Given problem >>
Your task is to repeat, word for word, the line containing "Target: yellow wooden cabin" and all lines that follow it to the end of the material, and no other lines.

(Lines of data)
* Start *

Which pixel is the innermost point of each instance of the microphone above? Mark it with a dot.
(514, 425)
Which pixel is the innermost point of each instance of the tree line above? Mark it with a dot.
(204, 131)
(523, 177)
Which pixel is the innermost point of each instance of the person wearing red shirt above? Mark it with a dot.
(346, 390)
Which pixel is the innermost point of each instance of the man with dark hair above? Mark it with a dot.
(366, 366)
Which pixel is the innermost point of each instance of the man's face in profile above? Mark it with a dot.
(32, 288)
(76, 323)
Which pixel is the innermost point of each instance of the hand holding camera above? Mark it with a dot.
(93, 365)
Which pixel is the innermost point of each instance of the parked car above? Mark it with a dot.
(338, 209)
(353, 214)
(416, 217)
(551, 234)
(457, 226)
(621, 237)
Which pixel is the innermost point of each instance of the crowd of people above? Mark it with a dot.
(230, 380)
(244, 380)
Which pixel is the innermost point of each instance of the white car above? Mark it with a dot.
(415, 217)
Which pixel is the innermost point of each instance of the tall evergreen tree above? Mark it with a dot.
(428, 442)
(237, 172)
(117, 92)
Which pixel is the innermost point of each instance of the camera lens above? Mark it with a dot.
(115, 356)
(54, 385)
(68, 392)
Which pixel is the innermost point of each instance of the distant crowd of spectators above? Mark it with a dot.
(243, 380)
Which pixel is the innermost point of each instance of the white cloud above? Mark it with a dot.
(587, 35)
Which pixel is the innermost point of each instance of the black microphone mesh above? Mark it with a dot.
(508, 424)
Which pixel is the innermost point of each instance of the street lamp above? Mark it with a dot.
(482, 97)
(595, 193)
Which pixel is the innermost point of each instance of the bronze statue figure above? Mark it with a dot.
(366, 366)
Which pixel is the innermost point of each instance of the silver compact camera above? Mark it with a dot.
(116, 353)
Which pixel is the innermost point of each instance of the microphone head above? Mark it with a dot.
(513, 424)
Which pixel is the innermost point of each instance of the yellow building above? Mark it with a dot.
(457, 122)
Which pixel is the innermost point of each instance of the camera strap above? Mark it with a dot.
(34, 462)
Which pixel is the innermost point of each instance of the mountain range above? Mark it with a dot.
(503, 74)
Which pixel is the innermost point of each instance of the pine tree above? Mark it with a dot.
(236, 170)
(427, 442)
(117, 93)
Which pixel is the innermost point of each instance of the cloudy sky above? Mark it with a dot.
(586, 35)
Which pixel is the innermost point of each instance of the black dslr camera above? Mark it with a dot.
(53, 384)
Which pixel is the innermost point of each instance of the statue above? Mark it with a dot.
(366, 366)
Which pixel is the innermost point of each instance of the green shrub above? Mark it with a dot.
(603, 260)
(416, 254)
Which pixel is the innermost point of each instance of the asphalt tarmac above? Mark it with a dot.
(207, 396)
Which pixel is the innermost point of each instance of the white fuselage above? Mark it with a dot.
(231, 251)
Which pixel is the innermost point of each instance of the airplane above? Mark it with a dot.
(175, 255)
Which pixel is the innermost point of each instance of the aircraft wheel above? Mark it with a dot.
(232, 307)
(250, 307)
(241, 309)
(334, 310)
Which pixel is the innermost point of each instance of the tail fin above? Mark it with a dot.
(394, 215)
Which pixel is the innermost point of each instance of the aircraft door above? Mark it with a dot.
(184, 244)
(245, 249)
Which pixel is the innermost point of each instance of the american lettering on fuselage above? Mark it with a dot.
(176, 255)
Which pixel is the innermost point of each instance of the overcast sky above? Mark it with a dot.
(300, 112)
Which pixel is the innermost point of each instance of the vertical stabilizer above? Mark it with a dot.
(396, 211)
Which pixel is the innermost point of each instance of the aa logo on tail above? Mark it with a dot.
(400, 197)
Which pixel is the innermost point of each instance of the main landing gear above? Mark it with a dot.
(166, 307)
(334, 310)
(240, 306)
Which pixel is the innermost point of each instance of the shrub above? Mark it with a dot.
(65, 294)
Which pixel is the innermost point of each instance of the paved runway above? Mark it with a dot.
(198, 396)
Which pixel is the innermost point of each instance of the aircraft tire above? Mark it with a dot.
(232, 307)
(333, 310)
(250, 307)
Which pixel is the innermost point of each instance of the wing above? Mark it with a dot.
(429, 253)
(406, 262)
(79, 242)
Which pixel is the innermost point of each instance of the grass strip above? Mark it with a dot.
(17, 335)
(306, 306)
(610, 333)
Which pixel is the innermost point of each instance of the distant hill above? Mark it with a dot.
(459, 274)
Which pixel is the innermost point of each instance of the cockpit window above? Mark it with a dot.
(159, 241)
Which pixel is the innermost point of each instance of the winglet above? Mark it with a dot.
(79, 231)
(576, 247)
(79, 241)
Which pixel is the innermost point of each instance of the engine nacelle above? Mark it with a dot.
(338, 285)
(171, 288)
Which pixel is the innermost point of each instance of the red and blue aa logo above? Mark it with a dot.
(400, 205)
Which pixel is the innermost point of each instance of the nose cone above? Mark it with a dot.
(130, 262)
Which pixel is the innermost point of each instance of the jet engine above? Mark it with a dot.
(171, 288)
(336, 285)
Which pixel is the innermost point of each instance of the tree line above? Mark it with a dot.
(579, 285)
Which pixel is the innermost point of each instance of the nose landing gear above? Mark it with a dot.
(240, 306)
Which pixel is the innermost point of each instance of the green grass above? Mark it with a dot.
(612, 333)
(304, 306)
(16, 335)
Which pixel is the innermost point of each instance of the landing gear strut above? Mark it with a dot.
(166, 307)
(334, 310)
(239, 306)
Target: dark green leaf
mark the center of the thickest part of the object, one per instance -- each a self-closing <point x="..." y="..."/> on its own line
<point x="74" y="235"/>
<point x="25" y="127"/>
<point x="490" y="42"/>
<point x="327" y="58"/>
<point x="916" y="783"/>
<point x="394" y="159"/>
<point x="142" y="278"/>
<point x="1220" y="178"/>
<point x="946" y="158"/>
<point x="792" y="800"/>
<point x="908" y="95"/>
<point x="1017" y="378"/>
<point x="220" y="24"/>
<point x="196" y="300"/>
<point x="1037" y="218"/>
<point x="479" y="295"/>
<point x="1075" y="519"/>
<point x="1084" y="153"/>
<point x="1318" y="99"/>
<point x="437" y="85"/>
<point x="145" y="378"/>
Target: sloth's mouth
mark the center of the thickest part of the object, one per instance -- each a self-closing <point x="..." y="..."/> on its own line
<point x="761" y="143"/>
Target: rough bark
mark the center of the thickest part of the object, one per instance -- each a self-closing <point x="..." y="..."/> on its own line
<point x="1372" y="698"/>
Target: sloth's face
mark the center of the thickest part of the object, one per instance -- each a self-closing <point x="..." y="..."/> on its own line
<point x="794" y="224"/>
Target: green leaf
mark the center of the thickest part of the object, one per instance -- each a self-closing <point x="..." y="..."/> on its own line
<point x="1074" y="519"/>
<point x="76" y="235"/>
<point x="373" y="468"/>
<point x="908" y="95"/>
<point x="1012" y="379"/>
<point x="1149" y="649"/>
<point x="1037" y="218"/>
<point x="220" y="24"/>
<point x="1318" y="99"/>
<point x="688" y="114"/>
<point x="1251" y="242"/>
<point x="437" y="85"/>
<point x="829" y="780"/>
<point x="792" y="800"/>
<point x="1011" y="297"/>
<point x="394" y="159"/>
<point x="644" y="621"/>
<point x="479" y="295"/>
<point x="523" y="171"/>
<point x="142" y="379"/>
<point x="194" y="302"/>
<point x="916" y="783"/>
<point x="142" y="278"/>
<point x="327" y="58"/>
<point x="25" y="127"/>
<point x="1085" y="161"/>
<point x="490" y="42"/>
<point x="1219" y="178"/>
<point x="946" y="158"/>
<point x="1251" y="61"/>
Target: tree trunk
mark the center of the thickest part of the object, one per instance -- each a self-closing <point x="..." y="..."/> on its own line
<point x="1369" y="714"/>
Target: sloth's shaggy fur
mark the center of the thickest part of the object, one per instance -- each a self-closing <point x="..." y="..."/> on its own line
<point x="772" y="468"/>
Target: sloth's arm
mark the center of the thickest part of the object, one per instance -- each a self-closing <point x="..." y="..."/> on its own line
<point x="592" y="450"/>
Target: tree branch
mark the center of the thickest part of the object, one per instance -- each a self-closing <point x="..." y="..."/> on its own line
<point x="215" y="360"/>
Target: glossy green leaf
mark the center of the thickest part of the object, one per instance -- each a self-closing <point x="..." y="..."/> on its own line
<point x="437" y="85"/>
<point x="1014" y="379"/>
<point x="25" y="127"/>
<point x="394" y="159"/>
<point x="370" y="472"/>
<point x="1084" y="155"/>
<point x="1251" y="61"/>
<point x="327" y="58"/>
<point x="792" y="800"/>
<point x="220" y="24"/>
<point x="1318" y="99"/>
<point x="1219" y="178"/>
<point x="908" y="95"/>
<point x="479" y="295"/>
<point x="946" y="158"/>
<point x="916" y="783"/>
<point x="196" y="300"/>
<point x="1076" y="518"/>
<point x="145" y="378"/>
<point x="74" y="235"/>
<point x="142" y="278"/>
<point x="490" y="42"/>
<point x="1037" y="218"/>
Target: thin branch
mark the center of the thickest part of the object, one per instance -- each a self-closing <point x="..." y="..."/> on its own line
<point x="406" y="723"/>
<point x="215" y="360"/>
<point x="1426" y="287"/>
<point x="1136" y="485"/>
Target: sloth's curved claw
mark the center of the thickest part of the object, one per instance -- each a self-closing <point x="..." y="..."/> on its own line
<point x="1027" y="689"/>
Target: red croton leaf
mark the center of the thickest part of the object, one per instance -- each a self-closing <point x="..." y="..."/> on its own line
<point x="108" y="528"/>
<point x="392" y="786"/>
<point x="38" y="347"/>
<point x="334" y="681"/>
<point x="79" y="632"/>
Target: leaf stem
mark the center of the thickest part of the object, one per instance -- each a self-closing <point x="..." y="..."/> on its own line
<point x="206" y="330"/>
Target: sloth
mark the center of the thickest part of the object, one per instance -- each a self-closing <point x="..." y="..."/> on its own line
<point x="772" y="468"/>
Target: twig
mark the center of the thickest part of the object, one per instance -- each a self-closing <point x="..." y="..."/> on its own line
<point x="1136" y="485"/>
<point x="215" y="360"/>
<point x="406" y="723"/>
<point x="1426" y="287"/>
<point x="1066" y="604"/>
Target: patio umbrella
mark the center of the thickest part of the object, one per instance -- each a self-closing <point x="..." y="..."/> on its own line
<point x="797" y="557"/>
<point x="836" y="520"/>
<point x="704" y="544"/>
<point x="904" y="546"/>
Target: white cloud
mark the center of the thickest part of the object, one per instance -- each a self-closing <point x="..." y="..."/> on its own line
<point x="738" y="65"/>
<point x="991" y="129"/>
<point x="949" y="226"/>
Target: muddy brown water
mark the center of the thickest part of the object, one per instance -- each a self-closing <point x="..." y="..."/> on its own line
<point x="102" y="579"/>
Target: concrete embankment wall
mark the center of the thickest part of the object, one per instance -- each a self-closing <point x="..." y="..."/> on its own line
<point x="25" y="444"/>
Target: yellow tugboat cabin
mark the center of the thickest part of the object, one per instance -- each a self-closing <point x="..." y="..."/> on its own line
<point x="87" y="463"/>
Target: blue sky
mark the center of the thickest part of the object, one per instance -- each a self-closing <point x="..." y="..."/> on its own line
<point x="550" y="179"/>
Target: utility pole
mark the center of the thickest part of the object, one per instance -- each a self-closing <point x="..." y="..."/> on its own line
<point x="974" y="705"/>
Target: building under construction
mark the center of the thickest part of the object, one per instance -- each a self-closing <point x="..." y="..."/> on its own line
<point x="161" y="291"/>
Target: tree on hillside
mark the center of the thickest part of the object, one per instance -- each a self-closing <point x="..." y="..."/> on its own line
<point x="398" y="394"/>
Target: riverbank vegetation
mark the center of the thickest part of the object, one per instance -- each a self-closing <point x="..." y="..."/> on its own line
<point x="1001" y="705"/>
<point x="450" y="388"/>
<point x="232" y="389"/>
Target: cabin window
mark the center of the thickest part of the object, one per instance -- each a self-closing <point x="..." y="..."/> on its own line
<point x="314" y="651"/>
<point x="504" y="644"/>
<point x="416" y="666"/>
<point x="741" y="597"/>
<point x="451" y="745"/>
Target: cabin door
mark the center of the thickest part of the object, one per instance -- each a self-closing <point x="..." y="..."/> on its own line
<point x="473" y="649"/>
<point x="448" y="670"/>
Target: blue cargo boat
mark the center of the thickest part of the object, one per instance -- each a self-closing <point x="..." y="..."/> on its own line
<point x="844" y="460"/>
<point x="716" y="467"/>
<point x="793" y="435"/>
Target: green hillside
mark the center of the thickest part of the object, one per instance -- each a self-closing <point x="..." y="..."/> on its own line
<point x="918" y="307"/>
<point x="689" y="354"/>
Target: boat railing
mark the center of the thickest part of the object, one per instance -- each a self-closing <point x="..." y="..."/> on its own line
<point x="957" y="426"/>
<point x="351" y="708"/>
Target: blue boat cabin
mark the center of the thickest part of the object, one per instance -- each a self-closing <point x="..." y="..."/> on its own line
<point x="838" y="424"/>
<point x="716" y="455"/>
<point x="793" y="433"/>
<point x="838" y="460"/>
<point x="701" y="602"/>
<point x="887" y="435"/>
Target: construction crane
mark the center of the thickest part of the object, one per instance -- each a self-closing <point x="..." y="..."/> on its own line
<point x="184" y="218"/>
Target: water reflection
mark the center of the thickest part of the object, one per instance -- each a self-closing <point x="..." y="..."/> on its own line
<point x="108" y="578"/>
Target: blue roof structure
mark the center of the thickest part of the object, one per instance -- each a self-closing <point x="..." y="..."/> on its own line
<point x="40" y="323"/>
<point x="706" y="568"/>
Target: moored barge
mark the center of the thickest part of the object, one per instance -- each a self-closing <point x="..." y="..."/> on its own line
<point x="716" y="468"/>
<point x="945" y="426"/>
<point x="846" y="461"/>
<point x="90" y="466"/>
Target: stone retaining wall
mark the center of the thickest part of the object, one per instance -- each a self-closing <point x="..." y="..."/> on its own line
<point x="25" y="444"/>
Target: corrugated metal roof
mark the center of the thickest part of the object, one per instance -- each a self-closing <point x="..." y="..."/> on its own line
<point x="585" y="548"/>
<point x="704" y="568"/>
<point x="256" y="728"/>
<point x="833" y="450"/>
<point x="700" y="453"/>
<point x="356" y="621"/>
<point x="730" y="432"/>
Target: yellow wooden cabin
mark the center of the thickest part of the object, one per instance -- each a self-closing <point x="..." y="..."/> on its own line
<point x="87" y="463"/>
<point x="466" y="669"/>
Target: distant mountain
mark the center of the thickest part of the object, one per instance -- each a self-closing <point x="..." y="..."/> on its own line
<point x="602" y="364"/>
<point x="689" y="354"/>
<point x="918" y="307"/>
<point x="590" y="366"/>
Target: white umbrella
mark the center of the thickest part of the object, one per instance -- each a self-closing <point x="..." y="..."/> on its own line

* End *

Task solution >>
Target: yellow wooden cabin
mark the center of the thickest part of the object, one per instance -- each a self-closing <point x="..." y="..."/> on its own line
<point x="87" y="463"/>
<point x="466" y="669"/>
Target: distant mountain
mark the center of the thickest part of the object, one per instance -- each a self-closing <point x="..." y="..."/> on its own line
<point x="602" y="364"/>
<point x="689" y="354"/>
<point x="918" y="307"/>
<point x="590" y="366"/>
Target: white umbrella
mark the center of the thickest part of the object, one per instance -- each a self-closing <point x="..." y="..."/> on its own line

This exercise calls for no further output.